- [THE PROBLEM] Pull out every line of the material that contains the string "wheel". Case counts.

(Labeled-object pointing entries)

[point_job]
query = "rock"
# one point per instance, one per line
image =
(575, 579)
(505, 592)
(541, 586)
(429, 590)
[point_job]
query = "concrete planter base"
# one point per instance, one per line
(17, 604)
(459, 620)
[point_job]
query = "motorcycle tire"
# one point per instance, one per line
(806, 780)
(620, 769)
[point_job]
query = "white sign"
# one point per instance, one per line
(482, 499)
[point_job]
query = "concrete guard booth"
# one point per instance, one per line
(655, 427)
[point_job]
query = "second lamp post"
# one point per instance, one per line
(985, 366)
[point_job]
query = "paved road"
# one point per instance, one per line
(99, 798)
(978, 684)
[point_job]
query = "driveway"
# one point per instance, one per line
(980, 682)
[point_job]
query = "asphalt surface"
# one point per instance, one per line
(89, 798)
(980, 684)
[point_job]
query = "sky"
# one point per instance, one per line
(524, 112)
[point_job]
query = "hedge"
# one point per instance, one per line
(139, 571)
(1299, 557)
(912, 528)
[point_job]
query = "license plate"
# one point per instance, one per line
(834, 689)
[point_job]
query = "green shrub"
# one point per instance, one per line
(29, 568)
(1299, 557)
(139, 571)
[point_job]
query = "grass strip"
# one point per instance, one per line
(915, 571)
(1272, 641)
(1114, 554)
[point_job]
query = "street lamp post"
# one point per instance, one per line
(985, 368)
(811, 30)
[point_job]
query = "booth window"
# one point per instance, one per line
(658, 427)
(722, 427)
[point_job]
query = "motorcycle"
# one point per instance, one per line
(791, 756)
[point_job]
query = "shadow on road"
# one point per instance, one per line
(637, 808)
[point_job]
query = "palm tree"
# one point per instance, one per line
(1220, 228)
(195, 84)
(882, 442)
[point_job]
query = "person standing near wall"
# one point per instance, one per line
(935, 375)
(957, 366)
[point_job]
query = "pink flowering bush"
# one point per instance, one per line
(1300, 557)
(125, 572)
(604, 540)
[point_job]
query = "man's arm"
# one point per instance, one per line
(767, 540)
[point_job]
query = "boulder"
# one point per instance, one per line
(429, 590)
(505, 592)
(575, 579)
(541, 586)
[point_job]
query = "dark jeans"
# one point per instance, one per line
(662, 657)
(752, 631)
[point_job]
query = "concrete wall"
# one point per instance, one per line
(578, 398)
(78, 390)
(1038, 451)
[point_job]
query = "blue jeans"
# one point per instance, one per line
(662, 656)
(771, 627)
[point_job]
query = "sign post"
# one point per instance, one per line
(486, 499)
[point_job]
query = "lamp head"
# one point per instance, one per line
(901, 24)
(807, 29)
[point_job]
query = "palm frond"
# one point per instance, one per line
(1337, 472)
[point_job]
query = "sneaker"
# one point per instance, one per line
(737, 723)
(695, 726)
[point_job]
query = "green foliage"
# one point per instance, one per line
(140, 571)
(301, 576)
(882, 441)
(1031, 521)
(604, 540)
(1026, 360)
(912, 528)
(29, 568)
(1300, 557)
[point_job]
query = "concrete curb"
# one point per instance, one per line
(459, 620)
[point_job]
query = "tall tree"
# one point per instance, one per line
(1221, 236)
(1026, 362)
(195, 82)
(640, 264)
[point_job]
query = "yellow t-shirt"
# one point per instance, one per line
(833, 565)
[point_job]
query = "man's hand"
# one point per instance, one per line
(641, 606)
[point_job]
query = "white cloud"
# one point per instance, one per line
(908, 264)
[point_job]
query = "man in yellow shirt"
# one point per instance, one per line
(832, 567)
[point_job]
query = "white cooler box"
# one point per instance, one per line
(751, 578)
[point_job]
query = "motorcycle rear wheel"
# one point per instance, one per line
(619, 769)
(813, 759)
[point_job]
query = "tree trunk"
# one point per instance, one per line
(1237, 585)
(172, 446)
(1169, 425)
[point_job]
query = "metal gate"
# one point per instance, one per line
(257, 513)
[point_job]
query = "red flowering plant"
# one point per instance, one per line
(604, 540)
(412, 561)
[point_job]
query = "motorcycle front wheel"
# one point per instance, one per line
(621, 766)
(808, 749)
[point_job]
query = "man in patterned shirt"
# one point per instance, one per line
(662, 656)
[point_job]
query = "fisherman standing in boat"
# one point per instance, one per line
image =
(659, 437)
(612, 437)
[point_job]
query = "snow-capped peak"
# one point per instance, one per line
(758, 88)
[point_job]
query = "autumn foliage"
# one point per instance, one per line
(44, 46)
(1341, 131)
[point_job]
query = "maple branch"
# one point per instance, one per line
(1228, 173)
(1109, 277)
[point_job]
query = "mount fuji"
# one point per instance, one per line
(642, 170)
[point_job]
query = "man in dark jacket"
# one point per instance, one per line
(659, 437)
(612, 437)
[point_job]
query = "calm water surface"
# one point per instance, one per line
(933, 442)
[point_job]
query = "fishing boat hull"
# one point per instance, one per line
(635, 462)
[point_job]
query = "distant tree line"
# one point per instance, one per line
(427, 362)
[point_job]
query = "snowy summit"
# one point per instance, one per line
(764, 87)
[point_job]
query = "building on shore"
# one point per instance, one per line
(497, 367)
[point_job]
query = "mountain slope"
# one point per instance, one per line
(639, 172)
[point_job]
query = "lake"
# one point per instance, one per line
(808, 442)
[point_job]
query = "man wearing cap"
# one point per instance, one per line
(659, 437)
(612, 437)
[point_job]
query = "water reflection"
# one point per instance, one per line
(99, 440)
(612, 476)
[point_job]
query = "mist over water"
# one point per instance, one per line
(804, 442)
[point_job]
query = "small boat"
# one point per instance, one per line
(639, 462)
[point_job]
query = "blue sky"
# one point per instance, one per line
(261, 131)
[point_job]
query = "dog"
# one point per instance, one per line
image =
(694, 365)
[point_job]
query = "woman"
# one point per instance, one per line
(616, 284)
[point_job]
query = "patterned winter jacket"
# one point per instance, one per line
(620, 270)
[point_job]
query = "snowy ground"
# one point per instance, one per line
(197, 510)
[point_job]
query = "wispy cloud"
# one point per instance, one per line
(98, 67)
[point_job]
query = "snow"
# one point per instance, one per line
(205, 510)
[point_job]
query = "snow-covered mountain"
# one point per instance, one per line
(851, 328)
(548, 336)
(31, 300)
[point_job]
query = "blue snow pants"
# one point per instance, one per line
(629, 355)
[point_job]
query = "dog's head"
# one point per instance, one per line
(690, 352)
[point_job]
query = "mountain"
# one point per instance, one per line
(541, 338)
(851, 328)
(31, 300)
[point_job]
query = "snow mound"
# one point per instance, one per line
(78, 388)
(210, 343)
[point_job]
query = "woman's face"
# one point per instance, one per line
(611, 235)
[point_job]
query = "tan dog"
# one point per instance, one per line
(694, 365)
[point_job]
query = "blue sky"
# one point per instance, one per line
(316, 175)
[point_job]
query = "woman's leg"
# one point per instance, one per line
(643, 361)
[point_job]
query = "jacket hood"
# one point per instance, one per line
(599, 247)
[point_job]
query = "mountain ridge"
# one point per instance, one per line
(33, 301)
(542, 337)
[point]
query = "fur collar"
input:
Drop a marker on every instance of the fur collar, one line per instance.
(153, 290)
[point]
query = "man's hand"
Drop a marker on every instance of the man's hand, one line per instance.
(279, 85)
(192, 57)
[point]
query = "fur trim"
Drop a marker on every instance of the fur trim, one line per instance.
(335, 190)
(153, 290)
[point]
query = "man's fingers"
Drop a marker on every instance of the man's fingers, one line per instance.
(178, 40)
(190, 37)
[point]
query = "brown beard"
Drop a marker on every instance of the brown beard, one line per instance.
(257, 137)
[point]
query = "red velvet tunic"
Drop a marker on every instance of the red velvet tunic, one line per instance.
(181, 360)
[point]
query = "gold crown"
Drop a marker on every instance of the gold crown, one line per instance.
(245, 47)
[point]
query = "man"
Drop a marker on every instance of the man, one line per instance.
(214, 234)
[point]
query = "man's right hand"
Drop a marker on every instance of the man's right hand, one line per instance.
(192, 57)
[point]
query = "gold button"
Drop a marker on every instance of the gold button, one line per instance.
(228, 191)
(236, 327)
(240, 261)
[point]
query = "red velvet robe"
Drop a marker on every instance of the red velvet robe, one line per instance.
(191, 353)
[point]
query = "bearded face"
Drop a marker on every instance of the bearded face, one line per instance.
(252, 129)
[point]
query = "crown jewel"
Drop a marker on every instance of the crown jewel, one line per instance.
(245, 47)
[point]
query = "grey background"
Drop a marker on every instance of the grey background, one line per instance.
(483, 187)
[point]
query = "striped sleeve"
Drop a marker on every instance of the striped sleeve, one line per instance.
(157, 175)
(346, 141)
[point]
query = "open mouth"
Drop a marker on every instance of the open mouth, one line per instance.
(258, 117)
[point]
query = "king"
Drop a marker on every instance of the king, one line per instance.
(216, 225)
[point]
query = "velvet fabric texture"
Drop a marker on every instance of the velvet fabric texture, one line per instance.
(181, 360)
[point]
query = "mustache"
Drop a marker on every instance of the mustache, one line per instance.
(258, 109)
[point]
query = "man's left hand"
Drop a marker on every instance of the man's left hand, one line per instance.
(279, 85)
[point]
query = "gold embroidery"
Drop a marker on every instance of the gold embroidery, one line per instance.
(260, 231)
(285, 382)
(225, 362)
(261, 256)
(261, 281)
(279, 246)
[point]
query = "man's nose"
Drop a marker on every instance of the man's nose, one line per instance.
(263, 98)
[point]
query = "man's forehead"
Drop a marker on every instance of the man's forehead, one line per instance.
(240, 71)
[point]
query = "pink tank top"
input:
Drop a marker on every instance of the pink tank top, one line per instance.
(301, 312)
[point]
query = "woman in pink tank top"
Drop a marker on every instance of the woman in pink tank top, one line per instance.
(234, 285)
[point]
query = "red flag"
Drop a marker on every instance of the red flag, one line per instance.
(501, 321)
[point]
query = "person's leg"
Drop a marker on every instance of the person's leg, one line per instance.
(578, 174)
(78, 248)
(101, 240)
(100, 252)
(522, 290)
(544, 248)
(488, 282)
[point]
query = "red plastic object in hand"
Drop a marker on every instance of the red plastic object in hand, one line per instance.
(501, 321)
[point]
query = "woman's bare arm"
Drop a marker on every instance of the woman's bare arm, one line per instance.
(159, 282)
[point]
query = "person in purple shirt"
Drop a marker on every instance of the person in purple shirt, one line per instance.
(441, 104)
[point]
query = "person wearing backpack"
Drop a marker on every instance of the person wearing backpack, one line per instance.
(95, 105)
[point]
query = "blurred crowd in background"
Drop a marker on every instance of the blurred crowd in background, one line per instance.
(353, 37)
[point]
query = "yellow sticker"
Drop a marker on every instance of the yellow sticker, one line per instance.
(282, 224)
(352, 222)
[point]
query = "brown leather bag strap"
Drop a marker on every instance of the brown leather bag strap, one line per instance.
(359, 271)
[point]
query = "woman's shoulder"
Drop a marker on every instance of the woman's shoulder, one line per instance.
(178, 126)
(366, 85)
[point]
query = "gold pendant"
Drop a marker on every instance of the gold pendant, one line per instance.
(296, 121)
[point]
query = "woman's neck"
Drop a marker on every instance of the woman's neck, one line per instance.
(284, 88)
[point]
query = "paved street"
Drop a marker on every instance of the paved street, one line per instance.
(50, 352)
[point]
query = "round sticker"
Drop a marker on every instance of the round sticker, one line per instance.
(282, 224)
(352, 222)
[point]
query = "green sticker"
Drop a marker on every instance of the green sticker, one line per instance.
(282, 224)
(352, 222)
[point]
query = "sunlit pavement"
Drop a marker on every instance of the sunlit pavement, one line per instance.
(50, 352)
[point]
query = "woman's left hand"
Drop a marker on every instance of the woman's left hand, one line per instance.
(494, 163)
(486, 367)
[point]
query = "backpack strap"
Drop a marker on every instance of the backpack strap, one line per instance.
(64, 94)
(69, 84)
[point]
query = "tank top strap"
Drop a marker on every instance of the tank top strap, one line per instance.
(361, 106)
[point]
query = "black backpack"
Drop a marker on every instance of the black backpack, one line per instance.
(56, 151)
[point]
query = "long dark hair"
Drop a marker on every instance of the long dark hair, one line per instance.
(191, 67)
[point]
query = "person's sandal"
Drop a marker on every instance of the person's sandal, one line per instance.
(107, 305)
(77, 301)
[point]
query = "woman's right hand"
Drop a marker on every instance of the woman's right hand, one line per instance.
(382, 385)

- [COMPLETE ANSWER]
query = "motorcycle rear wheel"
query = "motorcycle front wheel"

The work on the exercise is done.